> **WHAT IS BEING ASKED**:
Write out, with no changes, the lines of the records below beginning at the line containing "the palm trunk." and running through the line containing "brick planter wall.". Include both of those lines and nothing else.

> **RECORDED INFORMATION**:
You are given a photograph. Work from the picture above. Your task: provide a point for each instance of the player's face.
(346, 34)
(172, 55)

...

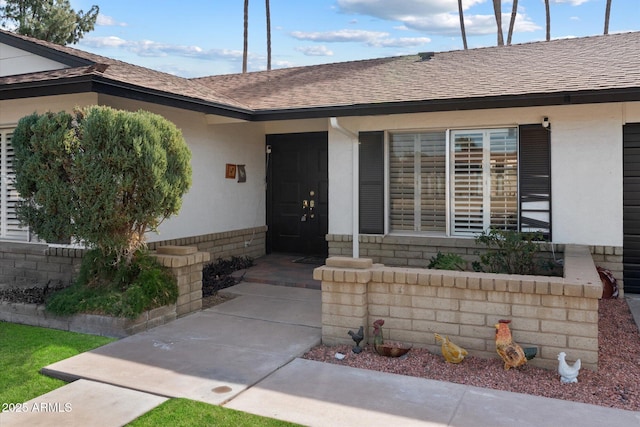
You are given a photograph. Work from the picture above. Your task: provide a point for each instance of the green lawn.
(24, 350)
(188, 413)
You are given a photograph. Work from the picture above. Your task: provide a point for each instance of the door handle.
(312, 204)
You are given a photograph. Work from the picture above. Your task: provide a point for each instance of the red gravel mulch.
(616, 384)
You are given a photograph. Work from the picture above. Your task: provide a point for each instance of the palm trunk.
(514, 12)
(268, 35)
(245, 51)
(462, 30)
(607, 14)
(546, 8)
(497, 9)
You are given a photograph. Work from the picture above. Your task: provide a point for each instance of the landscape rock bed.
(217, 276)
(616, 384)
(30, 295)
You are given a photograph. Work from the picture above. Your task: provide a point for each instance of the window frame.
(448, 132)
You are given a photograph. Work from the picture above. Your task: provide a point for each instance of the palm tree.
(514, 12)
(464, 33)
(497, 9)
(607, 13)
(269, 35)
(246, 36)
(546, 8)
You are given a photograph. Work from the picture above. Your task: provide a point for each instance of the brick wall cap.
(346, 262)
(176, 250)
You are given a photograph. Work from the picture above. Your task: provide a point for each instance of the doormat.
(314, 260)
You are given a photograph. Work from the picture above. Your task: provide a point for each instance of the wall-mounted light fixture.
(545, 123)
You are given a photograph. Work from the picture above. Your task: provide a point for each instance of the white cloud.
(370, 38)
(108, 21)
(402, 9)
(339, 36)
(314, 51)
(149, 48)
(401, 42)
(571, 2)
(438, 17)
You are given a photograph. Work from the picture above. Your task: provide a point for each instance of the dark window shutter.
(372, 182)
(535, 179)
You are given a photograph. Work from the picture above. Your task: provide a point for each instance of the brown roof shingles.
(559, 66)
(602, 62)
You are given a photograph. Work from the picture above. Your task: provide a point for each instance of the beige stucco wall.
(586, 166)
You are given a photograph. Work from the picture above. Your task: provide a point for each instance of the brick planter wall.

---

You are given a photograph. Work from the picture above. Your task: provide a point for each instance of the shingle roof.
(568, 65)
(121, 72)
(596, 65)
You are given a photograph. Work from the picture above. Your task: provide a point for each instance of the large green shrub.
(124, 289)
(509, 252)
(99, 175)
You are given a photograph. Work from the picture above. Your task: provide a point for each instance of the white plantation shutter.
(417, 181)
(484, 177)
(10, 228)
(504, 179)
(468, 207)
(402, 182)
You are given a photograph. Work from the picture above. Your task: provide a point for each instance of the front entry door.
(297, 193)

> **SOLUTION TO THE EXERCISE**:
You are given a photograph. Work from the picture above. Your task: provide a point for each instance of the palm trunk.
(514, 12)
(268, 35)
(245, 51)
(462, 30)
(607, 14)
(546, 8)
(497, 9)
You are given a photograph. Work from the picture above. Your task: provide a point for each instance of the landscape rock bed.
(217, 276)
(616, 384)
(30, 295)
You are given a photograph. Work from the picture above. Your task: provide a point for each instance of the window frame.
(448, 132)
You are given a photograph. Work from the picture above. Your task: provide a point for each instance of the palm tree.
(514, 12)
(464, 33)
(497, 9)
(607, 13)
(269, 35)
(246, 36)
(546, 8)
You are given a photograph. Work from the picture above. Your task: provide a point for each instance of the brick wall cap.
(346, 262)
(176, 250)
You are given a photograph. Work from the picture above. Your task: provide a point for each instance of the doormat.
(314, 260)
You are given a photograph. Work from the picture above. Your task: provide a point for each instance of the wall-mounted light fixture.
(545, 123)
You are given a photograph. Work from the picture above. Your task: provide a point for each instance of the white cloud.
(370, 38)
(108, 21)
(402, 9)
(339, 36)
(314, 51)
(149, 48)
(401, 42)
(571, 2)
(438, 17)
You are given a photograph. Work from the picture above. Your task: provide a point for each instance of the dark window shutter.
(372, 182)
(535, 179)
You are given a photograph. Work from the picture above. Your task: provide a point for each instance of the brown roof shingles.
(559, 66)
(602, 62)
You are given a photograph. Work from the picture above. Your task: provide a point for each instance of the beige stucco wall.
(586, 166)
You are given a photograph. Work from the picture above. Your task: provide a point for each instance of the brick planter wall.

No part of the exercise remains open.